··· Available data ···

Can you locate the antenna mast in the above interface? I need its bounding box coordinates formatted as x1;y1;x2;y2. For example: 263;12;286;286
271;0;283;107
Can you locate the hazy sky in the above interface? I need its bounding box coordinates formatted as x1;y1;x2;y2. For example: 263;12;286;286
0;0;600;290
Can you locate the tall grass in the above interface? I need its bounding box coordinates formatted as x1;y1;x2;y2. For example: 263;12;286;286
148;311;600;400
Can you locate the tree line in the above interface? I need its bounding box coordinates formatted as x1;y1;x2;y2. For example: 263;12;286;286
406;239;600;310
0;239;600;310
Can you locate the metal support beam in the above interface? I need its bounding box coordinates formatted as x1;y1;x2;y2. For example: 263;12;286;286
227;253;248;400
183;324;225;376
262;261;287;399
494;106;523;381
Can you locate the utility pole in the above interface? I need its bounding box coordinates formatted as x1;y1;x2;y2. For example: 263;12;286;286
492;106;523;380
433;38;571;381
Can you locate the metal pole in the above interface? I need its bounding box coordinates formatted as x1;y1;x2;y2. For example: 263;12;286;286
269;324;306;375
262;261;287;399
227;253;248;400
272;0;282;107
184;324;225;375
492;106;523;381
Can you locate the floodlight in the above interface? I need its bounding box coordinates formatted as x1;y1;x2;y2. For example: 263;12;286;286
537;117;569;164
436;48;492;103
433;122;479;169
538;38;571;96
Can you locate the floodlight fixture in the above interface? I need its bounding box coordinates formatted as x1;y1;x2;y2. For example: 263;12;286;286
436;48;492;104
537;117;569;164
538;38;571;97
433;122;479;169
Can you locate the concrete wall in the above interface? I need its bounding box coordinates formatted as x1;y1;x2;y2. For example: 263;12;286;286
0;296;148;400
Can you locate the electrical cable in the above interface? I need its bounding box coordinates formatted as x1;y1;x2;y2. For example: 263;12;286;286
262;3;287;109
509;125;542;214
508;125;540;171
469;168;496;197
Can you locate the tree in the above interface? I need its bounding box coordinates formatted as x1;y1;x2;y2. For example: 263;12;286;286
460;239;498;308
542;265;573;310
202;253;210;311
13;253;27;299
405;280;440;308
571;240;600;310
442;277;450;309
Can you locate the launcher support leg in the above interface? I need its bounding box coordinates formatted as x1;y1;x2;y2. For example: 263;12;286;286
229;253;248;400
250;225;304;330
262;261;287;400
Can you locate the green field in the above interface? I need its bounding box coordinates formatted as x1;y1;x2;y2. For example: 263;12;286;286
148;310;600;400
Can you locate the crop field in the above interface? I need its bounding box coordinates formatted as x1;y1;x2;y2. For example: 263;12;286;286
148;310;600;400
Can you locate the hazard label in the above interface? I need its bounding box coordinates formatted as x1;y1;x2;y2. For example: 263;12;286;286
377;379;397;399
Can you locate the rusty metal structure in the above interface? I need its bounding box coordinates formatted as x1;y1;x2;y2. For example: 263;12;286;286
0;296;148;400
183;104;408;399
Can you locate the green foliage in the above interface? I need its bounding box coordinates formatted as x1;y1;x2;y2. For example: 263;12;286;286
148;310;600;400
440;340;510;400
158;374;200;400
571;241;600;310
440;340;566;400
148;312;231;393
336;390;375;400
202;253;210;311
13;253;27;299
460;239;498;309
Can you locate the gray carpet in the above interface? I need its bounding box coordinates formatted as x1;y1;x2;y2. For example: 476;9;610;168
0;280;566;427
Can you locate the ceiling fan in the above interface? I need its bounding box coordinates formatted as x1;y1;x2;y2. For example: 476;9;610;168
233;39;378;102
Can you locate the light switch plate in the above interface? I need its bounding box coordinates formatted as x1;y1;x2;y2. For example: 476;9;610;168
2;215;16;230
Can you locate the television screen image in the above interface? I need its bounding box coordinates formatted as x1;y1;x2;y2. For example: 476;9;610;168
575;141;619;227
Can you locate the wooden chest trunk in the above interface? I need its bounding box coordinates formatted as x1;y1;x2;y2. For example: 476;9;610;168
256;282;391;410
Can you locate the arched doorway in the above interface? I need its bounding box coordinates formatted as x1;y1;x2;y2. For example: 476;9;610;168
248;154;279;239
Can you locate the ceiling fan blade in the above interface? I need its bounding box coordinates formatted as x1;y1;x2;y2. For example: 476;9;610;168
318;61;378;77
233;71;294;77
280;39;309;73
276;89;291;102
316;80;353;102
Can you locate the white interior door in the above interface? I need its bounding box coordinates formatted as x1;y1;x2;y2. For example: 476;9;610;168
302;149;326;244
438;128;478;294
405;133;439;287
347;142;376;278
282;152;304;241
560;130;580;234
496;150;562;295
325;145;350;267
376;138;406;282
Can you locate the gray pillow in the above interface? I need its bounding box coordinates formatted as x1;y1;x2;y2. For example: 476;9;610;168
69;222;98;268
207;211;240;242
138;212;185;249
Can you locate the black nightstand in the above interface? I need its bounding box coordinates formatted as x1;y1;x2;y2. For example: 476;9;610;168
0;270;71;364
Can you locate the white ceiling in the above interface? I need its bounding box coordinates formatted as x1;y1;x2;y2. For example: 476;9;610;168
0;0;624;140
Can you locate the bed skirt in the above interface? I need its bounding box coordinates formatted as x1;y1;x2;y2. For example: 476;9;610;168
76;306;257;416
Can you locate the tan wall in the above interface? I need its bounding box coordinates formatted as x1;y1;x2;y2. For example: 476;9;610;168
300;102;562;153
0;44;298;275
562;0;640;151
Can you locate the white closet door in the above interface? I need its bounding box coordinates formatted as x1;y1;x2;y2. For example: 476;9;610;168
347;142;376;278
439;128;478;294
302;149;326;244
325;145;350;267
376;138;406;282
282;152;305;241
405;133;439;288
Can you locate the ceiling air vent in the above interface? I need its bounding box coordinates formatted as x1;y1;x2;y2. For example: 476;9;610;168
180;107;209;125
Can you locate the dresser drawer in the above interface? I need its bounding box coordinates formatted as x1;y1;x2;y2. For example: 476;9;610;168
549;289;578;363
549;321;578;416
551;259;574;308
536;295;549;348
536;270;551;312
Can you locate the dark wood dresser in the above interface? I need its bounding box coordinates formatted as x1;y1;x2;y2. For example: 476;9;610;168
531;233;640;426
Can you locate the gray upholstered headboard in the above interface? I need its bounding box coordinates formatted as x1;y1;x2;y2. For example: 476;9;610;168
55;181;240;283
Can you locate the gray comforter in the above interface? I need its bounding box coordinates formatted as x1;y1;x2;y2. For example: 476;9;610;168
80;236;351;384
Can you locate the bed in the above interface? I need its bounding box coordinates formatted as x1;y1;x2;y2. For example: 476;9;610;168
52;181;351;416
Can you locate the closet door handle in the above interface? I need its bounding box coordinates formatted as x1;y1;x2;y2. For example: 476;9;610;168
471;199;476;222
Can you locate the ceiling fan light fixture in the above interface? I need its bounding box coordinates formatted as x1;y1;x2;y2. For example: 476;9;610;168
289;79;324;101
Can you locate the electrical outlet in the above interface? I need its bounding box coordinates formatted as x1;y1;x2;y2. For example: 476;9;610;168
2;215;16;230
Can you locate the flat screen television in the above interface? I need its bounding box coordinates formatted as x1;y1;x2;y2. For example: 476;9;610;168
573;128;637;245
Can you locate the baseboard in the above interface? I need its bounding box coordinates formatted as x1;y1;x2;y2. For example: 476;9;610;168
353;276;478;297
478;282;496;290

···

Reproduce every item above verbatim, from the first line through the last.

Can you locate the antenna mast in the above interface? I need its bounding box coordinates formatted as x1;y1;x2;y2. For example: 263;12;286;286
271;0;283;107
Can you locate the hazy sky in the above interface? I need its bounding box coordinates formatted as x1;y1;x2;y2. For example: 263;12;286;286
0;0;600;290
Can you locate the tall grass in the above interface? I need its bounding box coordinates formatted as x1;y1;x2;y2. For example: 263;12;286;286
148;311;600;400
Can you locate the tree line in the above interface? I need its bounding box coordinates formatted as x1;y1;x2;y2. For example: 263;12;286;286
406;239;600;310
0;239;600;310
Can you locate the metal support beam in the above interface? I need its bounding box coordinates formatted as x1;y1;x2;y2. For example: 263;12;286;286
227;253;248;400
183;324;225;376
262;261;287;399
494;106;523;381
Can you locate the utility pole in the above interface? I need its bounding box coordinates formatted as x1;y1;x2;y2. For example: 263;12;286;286
492;106;523;380
433;38;571;381
Can you locate the metal pole in the above interface? I need its bounding box coordinates formatted as x1;y1;x2;y2. For example: 263;12;286;286
269;324;306;375
262;261;287;399
227;253;248;400
272;0;282;107
184;324;225;375
492;106;523;381
Can you locate the floodlight in the above interface? I need its bounding box coordinates formatted as x1;y1;x2;y2. For example: 263;12;286;286
537;117;569;164
436;48;492;103
433;122;479;169
538;38;571;96
Can you locate the floodlight fixture in the above interface? I need its bounding box coordinates formatted as x1;y1;x2;y2. For example: 263;12;286;286
436;48;492;104
537;117;569;164
538;38;571;97
433;122;479;169
Can you locate the concrete wall in the above interface? I need its bounding box coordinates formatted as x1;y1;x2;y2. For example: 263;12;286;286
0;296;148;400
Can you locate the electrical cable in the above interface? I need its bounding box coordinates formatted as x1;y1;x2;y2. For example: 263;12;286;286
262;3;287;109
509;125;542;214
508;125;540;171
469;168;496;197
Can you locate the tree in the above interface? I need its bounding box coordinates formatted as x1;y1;x2;y2. For example: 263;12;286;286
460;239;498;308
542;265;573;310
202;253;210;311
13;253;27;299
405;280;440;308
571;240;600;310
442;277;450;309
Can you locate the launcher support leg in the above interface? I need its bounding box coordinates formatted as x1;y1;x2;y2. For example: 263;12;286;286
229;253;248;400
250;225;304;330
262;261;287;400
Can you locate the green field in the above interface? I need its bounding box coordinates formatted as x1;y1;x2;y2. For example: 263;12;286;286
148;310;600;400
Can you locate the crop field in the above interface? I need its bounding box coordinates formatted as x1;y1;x2;y2. For example: 263;12;286;286
148;310;600;400
Can you locate the hazard label in the above interface? I need its bounding box coordinates formatted as x1;y1;x2;y2. For example: 263;12;286;286
377;379;397;399
Can you locate the rusty metal structure in the above interface? I need its bounding box coordinates formatted as x1;y1;x2;y2. For example: 263;12;286;286
0;296;148;400
183;104;408;399
Can you locate the green foliage in the above interface? I need its bounding box coordinates formatted as x1;y1;x2;y2. For example: 263;12;286;286
148;310;600;400
440;340;510;400
158;374;200;400
571;241;600;310
440;340;566;400
148;312;231;393
336;390;375;400
202;253;210;311
13;253;27;299
460;239;498;309
Can you locate the gray carpet in the above interface? I need its bounding box coordinates formatted as x1;y1;x2;y2. For example: 476;9;610;168
0;280;566;427
Can you locate the ceiling fan in the above interface? I need its bounding box coordinates formatted as x1;y1;x2;y2. For example: 476;9;610;168
233;39;378;102
Can you locate the light switch plate in the above interface? I need its bounding box coordinates formatted as x1;y1;x2;y2. For example: 476;9;610;168
2;215;16;230
Can you locate the television screen image in the above interface? I need its bounding box coordinates formatted as x1;y1;x2;y2. For example: 476;9;610;168
575;141;619;227
Can you locate the wooden chest trunk in the above interface? I need its bounding box coordinates formatted as x1;y1;x2;y2. For example: 476;9;610;168
256;282;391;410
Can you locate the arched doorway in the above interface? I need its bounding box coordinates formatted as x1;y1;x2;y2. For example: 476;9;610;168
248;154;279;239
Can you locate the ceiling fan blade in the above interface? I need its bounding box coordinates formatted as x1;y1;x2;y2. For example: 476;9;610;168
318;61;378;77
233;71;294;77
280;39;309;73
276;89;291;102
316;80;353;102
Can you locate the white interior door in the above interface? I need its bounding box coordinates formatted as x1;y1;x2;y2. For example: 476;9;610;168
302;149;326;244
438;128;478;294
405;133;439;287
347;142;376;278
282;152;304;241
560;130;580;234
496;150;562;295
325;145;350;267
376;138;406;282
Can you locate the gray pillow in the above interface? I need its bounding box coordinates formatted as x1;y1;x2;y2. For example: 476;9;610;168
69;222;98;268
207;211;240;242
138;212;185;249
Can you locate the black nightstand in the above interface? I need its bounding box coordinates formatted as x1;y1;x2;y2. For example: 476;9;610;168
0;270;71;364
Can you locate the white ceiling in the above interface? I need its bounding box coordinates formatted as x1;y1;x2;y2. For example: 476;9;610;168
0;0;624;140
Can you locate the bed skirt in the above interface? I need its bounding box coordinates formatted as x1;y1;x2;y2. For example: 476;9;610;168
76;306;257;416
Can you locate the tan wall in the above interface? I need its bounding box coordinates formatted as x1;y1;x2;y2. For example: 476;9;610;168
300;102;562;153
0;44;298;275
562;0;640;151
Can you locate the white closet door in the above interface? I need its bounding box coordinates formatted as x1;y1;x2;y2. For example: 476;9;610;168
347;142;376;278
439;128;478;294
302;149;326;244
325;145;350;267
376;138;406;282
282;152;305;241
405;133;439;288
Can you locate the ceiling air vent in the above interface? I need its bounding box coordinates formatted as x1;y1;x2;y2. For example: 476;9;610;168
180;107;209;125
Can you locate the dresser drawer in the above interface? I need its bounding box coordinates formatted as x1;y1;x2;y2. For example: 476;9;610;168
549;289;578;363
549;321;578;416
551;259;574;308
536;295;549;348
536;270;551;312
Can you locate the dark wood dresser in the above interface? I need its bounding box coordinates formatted as x1;y1;x2;y2. For example: 476;9;610;168
531;233;640;426
Can you locate the gray upholstered headboard in the above interface? I need its bounding box coordinates formatted as x1;y1;x2;y2. For example: 476;9;610;168
55;181;240;283
Can you locate the gray comforter in the above interface? I need its bounding box coordinates formatted as x1;y1;x2;y2. For example: 476;9;610;168
80;236;351;384
Can you locate the bed in the above interface? I need its bounding box coordinates formatted as x1;y1;x2;y2. For example: 476;9;610;168
52;181;351;416
Can you locate the closet door handle in the above interface? I need its bounding box coordinates formatted as x1;y1;x2;y2. For example: 476;9;610;168
471;199;476;222
Can you locate the ceiling fan light fixture in the above interface? I need its bounding box coordinates formatted as x1;y1;x2;y2. For example: 476;9;610;168
289;79;324;101
Can you locate the electrical outlet in the above interface? I need its bounding box coordinates formatted as x1;y1;x2;y2. For example: 476;9;610;168
2;215;16;230
Can you locate the flat screen television in the above interface? I need its bounding box coordinates formatted as x1;y1;x2;y2. For example: 476;9;610;168
573;128;637;245
Can you locate the baseboard in the above interface? I need its bounding box coordinates formatted as x1;y1;x2;y2. For example: 476;9;610;168
353;276;478;297
478;282;496;290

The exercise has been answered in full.